Task to carry out
Collect every line from the records below that contains the string "blurred", copying each line in full. Matching is case-sensitive.

Exercise input

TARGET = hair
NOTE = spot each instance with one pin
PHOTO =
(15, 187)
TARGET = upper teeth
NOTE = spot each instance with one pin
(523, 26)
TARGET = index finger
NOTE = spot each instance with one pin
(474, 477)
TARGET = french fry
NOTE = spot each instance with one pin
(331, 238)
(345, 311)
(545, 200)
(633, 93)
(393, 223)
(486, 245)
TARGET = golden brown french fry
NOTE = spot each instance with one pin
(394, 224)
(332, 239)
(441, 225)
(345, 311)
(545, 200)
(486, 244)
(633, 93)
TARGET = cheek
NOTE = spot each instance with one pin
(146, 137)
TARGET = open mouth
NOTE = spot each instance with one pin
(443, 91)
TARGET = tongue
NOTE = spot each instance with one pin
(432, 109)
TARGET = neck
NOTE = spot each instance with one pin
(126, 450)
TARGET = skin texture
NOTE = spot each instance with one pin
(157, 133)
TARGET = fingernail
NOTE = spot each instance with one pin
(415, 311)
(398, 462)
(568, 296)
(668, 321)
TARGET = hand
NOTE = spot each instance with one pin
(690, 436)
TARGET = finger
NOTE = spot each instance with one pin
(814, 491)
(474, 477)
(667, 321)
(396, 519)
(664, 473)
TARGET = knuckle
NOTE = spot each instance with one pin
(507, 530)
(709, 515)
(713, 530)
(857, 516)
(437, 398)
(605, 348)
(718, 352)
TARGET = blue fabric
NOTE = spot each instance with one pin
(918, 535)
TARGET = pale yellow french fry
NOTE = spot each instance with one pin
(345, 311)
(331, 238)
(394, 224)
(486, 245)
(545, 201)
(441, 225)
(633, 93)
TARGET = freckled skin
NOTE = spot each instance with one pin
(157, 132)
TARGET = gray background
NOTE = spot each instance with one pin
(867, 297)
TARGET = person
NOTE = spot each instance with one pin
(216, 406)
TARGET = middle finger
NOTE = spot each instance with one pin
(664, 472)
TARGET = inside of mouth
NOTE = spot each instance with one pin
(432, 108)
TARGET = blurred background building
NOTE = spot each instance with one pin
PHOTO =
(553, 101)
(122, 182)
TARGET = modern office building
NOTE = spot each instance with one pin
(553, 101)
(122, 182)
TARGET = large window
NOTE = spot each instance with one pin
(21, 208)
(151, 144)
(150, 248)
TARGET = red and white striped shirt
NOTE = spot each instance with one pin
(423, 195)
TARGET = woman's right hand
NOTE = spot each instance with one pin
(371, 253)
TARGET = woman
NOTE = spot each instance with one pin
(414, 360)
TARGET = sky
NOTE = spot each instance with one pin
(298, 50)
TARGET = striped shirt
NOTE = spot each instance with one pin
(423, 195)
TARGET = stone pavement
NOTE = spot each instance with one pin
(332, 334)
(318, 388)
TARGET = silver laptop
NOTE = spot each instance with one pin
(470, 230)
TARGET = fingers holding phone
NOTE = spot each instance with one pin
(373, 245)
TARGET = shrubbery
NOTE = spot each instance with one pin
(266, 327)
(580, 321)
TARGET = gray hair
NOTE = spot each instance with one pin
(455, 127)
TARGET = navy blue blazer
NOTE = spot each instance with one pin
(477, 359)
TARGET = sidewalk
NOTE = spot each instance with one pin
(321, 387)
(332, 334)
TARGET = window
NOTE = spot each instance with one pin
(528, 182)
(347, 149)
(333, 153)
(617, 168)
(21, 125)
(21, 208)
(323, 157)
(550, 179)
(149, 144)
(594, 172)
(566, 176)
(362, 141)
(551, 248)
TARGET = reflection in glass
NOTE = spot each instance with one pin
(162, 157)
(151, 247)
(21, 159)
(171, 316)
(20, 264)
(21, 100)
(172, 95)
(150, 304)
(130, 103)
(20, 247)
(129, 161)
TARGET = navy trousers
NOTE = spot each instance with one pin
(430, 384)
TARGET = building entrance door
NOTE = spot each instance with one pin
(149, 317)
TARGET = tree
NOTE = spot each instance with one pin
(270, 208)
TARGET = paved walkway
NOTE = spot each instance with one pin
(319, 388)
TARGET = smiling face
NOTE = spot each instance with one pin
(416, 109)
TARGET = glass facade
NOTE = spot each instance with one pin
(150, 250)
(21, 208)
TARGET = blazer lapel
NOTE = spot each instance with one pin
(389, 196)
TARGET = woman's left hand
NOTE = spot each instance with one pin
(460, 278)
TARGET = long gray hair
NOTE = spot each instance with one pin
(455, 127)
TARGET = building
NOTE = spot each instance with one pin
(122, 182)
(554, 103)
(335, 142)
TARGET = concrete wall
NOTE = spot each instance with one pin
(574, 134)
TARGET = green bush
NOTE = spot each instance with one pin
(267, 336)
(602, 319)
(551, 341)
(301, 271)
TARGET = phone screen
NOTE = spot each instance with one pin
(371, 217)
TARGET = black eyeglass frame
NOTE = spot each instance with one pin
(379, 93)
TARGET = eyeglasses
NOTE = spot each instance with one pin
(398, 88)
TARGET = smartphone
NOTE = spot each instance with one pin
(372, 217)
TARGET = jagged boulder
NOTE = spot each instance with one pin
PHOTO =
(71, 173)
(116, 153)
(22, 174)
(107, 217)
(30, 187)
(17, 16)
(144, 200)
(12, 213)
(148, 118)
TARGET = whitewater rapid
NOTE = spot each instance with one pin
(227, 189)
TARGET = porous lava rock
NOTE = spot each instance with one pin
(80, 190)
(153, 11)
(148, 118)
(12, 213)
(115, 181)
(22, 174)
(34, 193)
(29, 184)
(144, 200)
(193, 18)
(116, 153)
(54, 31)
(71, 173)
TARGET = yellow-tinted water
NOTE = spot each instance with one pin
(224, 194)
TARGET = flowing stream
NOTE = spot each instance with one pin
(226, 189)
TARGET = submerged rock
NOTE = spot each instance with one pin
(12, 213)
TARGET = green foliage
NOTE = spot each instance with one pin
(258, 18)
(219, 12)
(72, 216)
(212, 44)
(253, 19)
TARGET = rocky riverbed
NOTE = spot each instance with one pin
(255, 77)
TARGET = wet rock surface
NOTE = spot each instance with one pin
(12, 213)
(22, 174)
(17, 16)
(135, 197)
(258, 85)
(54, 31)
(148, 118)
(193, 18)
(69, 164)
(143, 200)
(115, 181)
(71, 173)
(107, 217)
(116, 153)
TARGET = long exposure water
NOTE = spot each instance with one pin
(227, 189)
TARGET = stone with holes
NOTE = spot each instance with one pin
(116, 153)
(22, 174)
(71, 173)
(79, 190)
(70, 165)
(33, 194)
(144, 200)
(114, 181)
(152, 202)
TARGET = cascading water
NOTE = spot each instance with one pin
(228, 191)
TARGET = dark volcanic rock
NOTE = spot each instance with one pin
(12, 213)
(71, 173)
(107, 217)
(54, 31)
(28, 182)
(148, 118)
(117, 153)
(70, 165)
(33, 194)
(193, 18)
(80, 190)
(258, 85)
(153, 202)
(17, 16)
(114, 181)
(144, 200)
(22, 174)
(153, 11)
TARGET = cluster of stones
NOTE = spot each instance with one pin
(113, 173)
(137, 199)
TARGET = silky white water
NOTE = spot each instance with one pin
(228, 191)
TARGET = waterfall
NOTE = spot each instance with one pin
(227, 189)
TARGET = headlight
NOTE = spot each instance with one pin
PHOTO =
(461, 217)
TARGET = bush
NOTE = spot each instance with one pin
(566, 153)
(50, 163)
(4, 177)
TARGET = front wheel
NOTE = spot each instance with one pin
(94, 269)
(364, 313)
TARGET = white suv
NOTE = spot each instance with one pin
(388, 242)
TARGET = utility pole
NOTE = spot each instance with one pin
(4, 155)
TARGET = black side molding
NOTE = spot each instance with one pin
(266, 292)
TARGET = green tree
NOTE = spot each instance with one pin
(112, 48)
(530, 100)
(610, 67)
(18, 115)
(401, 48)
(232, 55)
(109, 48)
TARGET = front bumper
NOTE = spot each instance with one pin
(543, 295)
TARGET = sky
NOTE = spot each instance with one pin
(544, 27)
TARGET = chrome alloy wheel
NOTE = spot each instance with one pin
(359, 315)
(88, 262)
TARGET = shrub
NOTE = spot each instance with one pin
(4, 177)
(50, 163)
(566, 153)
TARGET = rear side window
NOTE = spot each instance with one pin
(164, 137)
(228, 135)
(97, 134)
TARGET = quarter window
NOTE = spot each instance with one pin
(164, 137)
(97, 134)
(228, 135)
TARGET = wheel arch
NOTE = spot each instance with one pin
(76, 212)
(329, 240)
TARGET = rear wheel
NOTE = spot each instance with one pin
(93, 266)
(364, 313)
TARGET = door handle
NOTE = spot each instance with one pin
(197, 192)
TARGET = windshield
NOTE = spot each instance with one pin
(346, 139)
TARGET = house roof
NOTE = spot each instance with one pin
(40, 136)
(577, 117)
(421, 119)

==

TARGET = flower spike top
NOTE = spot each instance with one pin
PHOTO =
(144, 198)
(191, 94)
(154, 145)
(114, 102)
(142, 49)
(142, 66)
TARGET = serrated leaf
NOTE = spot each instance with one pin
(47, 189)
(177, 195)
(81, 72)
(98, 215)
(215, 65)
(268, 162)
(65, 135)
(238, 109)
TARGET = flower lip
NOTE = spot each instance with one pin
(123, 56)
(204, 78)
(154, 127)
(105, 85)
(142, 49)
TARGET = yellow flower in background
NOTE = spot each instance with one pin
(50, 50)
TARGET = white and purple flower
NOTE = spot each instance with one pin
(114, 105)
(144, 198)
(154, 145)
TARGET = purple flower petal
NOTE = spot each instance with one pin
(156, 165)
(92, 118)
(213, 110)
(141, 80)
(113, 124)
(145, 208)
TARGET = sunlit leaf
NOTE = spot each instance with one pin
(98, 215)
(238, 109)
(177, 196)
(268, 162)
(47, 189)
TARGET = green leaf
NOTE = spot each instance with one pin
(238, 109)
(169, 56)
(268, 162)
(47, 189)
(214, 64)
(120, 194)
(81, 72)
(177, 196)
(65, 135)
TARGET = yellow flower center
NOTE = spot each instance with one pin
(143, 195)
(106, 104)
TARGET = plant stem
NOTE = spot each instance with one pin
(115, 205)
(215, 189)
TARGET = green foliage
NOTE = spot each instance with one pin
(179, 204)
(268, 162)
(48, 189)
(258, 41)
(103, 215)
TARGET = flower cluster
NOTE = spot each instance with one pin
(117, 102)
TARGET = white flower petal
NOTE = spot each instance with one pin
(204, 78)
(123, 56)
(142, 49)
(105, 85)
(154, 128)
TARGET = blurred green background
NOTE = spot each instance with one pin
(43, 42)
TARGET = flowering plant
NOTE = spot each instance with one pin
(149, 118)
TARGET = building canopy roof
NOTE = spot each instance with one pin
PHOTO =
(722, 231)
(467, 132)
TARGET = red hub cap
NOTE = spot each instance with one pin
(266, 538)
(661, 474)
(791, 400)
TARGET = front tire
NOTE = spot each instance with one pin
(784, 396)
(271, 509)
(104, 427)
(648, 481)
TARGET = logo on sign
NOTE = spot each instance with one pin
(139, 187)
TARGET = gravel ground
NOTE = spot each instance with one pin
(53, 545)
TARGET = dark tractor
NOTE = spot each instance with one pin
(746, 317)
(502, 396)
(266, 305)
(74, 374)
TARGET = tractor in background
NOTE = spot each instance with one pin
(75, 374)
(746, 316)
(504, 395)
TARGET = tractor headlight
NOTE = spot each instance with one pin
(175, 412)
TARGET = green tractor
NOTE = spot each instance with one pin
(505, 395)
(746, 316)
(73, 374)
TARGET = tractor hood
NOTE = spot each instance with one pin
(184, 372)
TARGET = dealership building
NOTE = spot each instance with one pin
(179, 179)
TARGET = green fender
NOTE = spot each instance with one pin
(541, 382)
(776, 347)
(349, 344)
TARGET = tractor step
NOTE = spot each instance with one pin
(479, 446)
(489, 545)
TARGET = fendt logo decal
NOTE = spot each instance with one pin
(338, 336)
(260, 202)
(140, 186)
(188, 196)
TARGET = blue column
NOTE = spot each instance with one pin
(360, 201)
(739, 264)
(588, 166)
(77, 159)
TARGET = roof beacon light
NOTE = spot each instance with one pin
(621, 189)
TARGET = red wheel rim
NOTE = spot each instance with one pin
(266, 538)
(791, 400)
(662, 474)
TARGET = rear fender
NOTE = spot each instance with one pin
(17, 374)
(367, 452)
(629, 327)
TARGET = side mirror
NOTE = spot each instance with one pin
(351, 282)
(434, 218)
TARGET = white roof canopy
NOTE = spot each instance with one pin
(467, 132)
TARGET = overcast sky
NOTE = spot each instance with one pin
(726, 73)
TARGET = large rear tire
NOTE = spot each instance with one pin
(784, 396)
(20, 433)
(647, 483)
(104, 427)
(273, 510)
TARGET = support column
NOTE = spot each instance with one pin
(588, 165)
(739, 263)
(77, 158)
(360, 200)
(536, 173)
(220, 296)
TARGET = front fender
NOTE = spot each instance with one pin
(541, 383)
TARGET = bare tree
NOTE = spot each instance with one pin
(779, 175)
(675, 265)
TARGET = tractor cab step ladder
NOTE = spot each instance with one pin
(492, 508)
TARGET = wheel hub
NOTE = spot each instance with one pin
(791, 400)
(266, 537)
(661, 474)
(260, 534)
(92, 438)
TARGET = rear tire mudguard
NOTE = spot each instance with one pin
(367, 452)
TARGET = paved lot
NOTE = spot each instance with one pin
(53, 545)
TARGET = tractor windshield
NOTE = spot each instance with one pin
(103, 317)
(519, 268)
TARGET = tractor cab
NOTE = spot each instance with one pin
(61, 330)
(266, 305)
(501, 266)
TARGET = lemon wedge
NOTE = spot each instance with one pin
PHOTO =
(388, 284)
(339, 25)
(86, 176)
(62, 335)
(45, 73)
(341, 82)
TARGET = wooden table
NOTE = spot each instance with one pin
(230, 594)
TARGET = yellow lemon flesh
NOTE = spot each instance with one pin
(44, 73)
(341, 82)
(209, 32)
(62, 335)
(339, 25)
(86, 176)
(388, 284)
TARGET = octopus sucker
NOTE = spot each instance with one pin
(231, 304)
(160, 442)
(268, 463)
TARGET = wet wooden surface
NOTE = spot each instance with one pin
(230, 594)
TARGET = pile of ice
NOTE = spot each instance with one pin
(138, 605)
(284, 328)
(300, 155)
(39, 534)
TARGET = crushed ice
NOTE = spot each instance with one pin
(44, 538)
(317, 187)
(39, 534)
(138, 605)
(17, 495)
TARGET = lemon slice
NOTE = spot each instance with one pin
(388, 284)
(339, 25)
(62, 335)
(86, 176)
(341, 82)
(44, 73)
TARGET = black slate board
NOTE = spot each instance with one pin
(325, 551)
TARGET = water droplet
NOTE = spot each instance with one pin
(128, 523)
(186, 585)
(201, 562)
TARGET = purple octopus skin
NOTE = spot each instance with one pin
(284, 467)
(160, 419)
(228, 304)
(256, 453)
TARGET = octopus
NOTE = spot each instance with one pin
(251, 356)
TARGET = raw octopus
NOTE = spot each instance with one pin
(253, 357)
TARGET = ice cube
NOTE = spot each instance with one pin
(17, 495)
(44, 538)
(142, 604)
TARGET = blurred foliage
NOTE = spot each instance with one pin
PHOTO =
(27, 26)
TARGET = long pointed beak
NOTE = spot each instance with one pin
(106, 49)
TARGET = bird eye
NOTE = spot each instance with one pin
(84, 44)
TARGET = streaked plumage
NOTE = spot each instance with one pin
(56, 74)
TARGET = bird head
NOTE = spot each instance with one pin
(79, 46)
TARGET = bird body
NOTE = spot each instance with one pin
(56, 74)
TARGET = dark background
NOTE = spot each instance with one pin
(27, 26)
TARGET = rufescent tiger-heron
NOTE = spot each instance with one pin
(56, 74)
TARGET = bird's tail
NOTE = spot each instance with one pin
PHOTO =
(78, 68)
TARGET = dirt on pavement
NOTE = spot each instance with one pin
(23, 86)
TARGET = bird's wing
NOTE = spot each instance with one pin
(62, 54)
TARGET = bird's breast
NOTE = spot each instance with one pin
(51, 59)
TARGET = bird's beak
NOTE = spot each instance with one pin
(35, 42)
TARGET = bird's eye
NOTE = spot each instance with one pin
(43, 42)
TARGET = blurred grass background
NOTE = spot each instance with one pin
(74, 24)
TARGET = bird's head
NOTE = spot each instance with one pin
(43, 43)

Final result
TARGET = blurred background building
TARGET = blurred green background
TARGET = blurred foliage
TARGET = blurred grass background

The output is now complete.